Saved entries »
......

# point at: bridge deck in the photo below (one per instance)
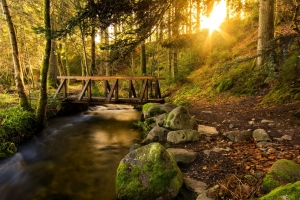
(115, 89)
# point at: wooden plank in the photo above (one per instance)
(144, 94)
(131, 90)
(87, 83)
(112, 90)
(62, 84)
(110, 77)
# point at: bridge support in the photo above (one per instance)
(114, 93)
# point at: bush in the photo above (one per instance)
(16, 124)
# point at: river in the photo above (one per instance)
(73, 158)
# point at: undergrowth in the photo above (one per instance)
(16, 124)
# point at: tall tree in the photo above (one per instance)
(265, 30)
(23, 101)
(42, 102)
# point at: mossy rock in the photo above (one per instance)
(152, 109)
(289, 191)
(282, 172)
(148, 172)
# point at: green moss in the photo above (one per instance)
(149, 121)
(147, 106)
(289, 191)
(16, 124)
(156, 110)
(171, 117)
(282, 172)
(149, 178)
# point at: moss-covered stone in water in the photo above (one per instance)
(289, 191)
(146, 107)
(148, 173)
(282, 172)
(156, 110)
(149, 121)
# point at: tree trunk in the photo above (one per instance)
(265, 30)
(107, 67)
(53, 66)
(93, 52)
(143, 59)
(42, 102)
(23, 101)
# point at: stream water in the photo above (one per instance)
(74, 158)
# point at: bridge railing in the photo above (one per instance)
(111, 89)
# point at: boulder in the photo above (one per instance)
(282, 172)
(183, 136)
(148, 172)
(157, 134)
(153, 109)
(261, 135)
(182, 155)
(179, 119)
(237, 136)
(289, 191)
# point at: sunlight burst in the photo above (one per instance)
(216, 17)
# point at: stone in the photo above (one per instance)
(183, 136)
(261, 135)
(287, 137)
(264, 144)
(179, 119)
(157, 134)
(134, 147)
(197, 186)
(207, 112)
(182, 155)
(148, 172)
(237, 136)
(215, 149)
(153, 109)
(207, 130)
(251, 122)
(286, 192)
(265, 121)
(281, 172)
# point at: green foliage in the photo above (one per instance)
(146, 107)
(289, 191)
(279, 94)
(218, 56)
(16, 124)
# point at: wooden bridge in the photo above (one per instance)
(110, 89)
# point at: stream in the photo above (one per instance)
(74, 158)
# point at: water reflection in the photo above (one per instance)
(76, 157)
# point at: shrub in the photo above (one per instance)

......

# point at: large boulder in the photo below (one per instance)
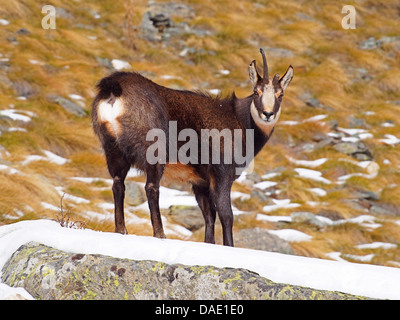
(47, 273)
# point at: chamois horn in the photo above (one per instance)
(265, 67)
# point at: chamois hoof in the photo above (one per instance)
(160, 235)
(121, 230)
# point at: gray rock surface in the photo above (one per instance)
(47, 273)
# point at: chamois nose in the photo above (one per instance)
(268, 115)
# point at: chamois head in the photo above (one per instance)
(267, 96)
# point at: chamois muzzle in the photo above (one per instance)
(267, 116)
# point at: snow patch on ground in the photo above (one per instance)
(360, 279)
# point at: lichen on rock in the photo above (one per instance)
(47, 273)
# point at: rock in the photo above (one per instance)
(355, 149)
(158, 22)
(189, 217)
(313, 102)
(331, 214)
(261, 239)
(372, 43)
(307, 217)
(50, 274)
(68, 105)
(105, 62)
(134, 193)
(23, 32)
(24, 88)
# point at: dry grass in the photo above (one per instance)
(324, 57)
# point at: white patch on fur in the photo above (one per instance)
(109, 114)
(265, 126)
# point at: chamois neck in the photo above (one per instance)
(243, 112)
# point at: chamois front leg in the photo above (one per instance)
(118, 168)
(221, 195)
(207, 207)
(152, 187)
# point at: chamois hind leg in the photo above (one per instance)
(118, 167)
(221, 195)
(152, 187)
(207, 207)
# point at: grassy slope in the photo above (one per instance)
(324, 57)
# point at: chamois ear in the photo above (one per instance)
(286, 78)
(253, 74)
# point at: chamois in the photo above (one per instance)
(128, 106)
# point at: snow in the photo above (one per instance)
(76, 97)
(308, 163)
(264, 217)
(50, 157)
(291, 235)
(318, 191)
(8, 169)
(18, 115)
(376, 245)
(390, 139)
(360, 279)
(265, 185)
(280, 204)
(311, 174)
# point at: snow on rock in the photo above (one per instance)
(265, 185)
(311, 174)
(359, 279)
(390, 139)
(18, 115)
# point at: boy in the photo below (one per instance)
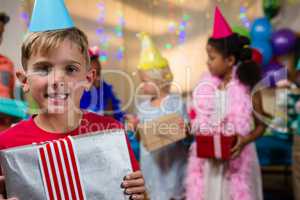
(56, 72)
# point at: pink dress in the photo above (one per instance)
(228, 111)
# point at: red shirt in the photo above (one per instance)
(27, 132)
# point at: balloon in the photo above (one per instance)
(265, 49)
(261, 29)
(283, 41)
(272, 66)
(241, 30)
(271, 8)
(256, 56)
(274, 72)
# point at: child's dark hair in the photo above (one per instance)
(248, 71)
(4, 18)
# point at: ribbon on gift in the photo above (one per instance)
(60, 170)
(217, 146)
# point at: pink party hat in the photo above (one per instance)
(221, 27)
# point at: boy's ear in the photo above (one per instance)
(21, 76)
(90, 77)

......

EXERCISE DESCRIPTION »
Retype the entries above exactly, but only from the line containing "# point at: sunlight" through the line containing "# point at: shrub", both included.

ANSWER FOR THE TASK »
# point at: sunlight burst in the photo above (one per instance)
(216, 17)
# point at: stone in the photo above (one per instance)
(183, 136)
(261, 135)
(287, 137)
(264, 144)
(179, 119)
(157, 134)
(134, 147)
(197, 186)
(207, 112)
(182, 155)
(148, 172)
(237, 136)
(215, 149)
(153, 109)
(207, 130)
(251, 122)
(286, 192)
(265, 121)
(281, 172)
# point at: green foliage in the photo above (one per instance)
(146, 107)
(289, 191)
(279, 94)
(218, 56)
(16, 124)
# point at: wooden bridge in the photo above (one per instance)
(110, 89)
# point at: stream in the photo above (one per instance)
(74, 158)
# point at: water reflection in the photo above (one per instance)
(76, 157)
# point at: shrub in the photo above (one per instance)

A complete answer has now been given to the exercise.